-- Exercise aim --
Where the records hold the string "queried", show the whole line it sits on.

»»

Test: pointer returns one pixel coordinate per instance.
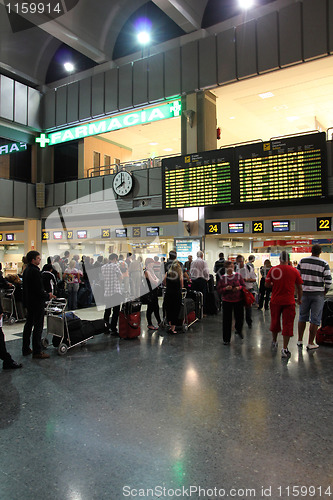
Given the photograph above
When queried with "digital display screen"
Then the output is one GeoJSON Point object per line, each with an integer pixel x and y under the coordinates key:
{"type": "Point", "coordinates": [152, 231]}
{"type": "Point", "coordinates": [198, 180]}
{"type": "Point", "coordinates": [258, 226]}
{"type": "Point", "coordinates": [280, 226]}
{"type": "Point", "coordinates": [324, 223]}
{"type": "Point", "coordinates": [290, 168]}
{"type": "Point", "coordinates": [213, 228]}
{"type": "Point", "coordinates": [121, 233]}
{"type": "Point", "coordinates": [236, 227]}
{"type": "Point", "coordinates": [105, 233]}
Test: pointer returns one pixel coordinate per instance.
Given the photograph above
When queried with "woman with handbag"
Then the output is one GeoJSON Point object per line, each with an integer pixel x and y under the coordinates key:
{"type": "Point", "coordinates": [152, 296]}
{"type": "Point", "coordinates": [230, 287]}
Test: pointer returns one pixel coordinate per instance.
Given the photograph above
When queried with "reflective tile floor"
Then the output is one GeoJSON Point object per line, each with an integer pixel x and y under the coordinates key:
{"type": "Point", "coordinates": [166, 416]}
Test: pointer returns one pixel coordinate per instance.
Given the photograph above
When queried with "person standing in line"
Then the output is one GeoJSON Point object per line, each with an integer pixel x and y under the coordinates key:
{"type": "Point", "coordinates": [264, 293]}
{"type": "Point", "coordinates": [283, 278]}
{"type": "Point", "coordinates": [219, 268]}
{"type": "Point", "coordinates": [199, 274]}
{"type": "Point", "coordinates": [34, 297]}
{"type": "Point", "coordinates": [317, 279]}
{"type": "Point", "coordinates": [250, 278]}
{"type": "Point", "coordinates": [72, 277]}
{"type": "Point", "coordinates": [152, 284]}
{"type": "Point", "coordinates": [230, 288]}
{"type": "Point", "coordinates": [8, 362]}
{"type": "Point", "coordinates": [135, 276]}
{"type": "Point", "coordinates": [112, 293]}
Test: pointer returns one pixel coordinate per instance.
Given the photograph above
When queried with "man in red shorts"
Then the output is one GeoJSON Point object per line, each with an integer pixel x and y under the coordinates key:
{"type": "Point", "coordinates": [283, 279]}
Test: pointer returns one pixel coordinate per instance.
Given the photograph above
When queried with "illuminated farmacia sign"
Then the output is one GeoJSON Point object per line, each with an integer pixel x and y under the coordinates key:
{"type": "Point", "coordinates": [168, 110]}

««

-- Answer box --
When queried with "digital display screen"
When queried with "woman with handbag"
When queried with "reflective tile floor"
When queried with "person standing in line"
When queried with "man in red shorts"
When queried with "illuminated farmacia sign"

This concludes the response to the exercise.